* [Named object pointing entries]
========================

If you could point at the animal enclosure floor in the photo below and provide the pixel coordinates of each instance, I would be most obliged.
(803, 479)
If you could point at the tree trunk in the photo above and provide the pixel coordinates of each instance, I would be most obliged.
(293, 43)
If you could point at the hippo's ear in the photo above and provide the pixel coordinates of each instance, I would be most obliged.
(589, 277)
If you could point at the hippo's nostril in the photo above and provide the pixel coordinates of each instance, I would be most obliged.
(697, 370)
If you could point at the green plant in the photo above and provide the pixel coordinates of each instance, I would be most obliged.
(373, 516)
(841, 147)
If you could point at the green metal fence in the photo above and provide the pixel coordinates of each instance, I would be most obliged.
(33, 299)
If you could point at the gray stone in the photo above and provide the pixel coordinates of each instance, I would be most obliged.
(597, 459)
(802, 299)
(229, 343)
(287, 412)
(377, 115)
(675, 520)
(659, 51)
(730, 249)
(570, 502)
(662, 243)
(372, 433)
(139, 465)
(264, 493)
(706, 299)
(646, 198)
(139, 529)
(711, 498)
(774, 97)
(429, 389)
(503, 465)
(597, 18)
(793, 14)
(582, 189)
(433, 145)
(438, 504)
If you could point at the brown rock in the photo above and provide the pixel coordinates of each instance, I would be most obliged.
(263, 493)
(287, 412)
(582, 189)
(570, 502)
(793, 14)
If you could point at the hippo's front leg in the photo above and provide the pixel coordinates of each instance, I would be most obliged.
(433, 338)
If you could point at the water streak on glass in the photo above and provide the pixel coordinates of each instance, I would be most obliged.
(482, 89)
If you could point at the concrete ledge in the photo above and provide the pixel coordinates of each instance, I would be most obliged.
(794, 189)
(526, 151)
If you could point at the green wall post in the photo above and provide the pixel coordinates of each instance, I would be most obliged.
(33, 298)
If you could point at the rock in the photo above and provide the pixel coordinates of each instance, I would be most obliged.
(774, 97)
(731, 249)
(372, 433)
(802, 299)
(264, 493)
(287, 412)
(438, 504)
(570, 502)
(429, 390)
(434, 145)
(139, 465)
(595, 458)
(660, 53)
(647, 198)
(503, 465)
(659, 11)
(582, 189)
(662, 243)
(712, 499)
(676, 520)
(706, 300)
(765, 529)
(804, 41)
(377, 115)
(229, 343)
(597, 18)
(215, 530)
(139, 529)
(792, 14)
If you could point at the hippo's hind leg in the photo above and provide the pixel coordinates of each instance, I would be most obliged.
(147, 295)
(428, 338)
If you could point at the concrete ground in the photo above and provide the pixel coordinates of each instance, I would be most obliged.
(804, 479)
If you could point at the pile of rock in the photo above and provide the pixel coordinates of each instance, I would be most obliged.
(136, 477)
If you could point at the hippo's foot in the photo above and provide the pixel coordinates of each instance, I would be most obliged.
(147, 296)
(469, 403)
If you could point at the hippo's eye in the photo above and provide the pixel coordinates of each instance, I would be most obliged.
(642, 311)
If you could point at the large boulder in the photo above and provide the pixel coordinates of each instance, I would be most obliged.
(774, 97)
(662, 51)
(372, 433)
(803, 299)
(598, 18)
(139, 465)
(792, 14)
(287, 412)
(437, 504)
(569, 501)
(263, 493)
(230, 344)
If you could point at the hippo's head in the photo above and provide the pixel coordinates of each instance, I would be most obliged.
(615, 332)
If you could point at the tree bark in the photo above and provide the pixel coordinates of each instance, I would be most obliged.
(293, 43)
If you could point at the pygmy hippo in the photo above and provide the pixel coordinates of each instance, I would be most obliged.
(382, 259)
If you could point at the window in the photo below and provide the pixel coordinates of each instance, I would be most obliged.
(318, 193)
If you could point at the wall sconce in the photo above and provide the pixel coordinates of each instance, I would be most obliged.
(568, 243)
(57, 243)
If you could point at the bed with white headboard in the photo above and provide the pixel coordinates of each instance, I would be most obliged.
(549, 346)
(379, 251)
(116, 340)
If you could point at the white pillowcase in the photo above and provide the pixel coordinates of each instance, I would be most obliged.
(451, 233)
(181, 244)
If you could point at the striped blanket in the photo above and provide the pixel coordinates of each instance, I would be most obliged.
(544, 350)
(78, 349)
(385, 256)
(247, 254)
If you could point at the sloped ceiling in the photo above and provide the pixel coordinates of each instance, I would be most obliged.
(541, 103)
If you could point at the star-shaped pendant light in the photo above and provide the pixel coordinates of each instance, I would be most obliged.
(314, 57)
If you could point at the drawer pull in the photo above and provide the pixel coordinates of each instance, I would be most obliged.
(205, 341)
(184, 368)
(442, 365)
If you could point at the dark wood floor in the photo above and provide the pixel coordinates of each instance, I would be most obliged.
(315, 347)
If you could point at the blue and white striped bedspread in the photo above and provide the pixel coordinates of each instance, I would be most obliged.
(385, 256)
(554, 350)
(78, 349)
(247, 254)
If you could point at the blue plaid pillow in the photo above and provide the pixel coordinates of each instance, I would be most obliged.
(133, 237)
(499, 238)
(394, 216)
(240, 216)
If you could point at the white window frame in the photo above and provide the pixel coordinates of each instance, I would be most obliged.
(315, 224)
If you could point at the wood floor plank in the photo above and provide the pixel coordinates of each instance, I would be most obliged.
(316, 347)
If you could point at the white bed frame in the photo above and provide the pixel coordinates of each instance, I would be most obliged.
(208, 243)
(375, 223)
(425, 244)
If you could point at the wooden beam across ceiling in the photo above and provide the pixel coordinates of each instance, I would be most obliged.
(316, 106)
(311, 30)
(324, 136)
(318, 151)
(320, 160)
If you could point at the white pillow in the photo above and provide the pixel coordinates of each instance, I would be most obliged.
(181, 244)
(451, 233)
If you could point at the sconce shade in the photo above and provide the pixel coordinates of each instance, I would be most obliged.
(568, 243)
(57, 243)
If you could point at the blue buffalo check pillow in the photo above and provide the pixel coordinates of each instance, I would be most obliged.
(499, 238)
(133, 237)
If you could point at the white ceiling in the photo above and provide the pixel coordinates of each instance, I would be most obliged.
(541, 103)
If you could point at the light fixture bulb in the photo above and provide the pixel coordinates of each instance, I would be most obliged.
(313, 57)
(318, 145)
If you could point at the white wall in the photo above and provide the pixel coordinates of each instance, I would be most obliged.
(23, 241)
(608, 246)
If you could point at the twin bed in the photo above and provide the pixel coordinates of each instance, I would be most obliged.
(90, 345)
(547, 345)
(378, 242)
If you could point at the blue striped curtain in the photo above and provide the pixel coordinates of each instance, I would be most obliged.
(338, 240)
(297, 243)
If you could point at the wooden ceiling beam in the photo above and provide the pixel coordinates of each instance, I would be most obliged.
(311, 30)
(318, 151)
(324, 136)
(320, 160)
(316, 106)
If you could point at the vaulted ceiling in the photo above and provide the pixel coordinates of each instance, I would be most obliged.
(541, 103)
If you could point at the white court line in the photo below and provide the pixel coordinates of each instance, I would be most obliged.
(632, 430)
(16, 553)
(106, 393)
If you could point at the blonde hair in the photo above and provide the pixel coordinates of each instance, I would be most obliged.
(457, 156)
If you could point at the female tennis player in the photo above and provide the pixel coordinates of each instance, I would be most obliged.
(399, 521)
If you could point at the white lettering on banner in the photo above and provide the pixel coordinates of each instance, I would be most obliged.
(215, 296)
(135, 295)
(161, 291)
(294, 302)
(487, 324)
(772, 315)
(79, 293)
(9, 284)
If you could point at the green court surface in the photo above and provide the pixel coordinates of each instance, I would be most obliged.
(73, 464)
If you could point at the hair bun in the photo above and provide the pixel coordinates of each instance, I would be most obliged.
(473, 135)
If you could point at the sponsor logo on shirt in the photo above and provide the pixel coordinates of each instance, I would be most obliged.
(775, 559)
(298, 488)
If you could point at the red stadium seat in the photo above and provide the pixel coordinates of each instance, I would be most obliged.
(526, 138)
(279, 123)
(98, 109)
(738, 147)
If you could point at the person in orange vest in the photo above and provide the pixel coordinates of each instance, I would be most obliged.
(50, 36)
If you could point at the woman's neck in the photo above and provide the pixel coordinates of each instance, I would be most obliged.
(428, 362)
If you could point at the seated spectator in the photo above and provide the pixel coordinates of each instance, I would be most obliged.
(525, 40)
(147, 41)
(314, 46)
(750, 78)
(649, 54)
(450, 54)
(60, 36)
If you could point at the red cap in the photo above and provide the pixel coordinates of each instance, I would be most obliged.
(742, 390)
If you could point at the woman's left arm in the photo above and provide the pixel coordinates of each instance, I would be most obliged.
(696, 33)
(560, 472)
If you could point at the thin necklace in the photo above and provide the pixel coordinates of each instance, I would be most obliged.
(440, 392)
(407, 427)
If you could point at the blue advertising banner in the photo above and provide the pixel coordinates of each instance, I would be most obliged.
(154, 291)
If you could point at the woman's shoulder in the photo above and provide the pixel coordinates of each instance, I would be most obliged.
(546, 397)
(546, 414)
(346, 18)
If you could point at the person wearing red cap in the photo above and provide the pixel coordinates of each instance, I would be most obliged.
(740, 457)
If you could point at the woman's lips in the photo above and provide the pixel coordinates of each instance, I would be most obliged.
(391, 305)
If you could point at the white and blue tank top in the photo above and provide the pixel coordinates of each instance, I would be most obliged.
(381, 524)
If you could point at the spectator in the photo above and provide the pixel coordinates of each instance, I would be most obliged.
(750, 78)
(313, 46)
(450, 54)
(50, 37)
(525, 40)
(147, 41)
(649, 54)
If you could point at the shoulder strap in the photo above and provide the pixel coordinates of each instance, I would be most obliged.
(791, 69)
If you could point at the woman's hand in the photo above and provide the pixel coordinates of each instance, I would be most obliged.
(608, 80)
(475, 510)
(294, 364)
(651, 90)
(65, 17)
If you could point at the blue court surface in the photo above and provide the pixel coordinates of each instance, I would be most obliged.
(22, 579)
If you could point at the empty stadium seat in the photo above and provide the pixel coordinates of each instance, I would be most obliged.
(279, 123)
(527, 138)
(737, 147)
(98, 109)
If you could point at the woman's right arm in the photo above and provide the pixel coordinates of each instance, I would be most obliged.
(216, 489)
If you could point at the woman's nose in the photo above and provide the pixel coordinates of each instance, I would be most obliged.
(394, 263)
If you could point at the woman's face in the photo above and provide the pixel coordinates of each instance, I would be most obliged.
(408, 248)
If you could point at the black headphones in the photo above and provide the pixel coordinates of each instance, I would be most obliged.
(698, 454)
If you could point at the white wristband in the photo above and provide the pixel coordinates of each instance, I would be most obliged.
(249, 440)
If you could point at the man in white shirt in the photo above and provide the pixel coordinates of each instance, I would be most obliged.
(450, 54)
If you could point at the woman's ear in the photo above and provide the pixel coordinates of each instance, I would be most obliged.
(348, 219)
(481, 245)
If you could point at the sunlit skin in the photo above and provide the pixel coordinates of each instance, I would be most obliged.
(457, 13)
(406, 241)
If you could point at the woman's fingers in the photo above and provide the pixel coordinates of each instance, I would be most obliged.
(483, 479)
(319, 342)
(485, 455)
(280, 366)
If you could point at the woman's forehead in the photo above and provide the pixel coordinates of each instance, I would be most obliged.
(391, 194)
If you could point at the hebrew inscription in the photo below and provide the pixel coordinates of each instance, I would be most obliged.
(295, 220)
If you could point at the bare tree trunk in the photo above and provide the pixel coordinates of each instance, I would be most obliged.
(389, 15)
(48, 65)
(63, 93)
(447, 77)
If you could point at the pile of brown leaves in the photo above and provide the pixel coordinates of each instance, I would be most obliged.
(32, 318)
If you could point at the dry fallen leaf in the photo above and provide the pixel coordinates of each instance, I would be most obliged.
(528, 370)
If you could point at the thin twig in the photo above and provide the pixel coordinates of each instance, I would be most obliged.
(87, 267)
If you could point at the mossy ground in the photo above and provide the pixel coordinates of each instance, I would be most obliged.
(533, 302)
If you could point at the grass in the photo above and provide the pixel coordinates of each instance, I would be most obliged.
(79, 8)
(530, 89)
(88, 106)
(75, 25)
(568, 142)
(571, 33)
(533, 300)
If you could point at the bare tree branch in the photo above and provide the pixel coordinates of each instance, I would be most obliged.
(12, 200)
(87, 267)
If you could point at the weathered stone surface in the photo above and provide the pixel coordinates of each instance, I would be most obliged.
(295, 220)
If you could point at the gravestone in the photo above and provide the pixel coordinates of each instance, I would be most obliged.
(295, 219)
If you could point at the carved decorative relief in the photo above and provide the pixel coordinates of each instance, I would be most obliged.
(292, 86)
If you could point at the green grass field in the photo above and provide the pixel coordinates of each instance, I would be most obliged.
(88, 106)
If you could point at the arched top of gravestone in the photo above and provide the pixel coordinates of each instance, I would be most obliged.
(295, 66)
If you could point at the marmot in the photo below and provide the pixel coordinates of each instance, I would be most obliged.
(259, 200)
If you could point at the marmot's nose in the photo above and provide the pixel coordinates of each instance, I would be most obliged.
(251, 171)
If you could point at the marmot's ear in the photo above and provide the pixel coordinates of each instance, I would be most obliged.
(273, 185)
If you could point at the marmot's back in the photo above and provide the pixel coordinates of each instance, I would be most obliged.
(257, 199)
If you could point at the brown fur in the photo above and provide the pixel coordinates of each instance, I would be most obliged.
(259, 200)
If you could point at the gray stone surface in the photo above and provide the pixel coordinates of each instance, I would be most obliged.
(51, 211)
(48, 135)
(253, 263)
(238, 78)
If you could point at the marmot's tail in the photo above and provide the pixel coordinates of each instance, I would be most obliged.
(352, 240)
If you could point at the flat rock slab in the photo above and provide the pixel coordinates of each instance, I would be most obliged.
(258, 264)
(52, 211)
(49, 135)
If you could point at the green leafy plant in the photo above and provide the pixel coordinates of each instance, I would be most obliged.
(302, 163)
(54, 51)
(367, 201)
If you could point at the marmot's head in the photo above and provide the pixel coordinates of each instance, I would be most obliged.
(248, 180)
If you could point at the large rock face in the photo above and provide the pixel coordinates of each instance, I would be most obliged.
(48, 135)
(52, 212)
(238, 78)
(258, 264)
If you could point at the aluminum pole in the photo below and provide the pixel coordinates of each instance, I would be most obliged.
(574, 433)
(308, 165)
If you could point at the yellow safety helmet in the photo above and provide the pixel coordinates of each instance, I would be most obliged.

========================

* [Task directions] Produce an exact copy of the lines from the one containing "If you could point at the flat" through the last line, and of nothing else.

* [Answer to the problem]
If you could point at the flat rock slab in the photo above and provide the pixel coordinates of each instance, I would be most obliged.
(258, 264)
(52, 211)
(49, 135)
If you could point at the green leafy plant in the photo above and provide the pixel coordinates of each instance, I would be most obliged.
(302, 163)
(54, 51)
(367, 201)
If you could point at the marmot's head in the photo above and provide the pixel coordinates of each instance, I would be most obliged.
(248, 180)
If you could point at the large rock face in the photo above and provide the pixel coordinates of each instance, I would be most obliged.
(48, 135)
(52, 212)
(238, 78)
(258, 264)
If you could point at the aluminum pole in the photo below and provide the pixel coordinates of each instance, I would be most obliged.
(574, 433)
(308, 165)
If you could point at the yellow safety helmet in the photo above and provide the pixel coordinates of each instance, I would be most obliged.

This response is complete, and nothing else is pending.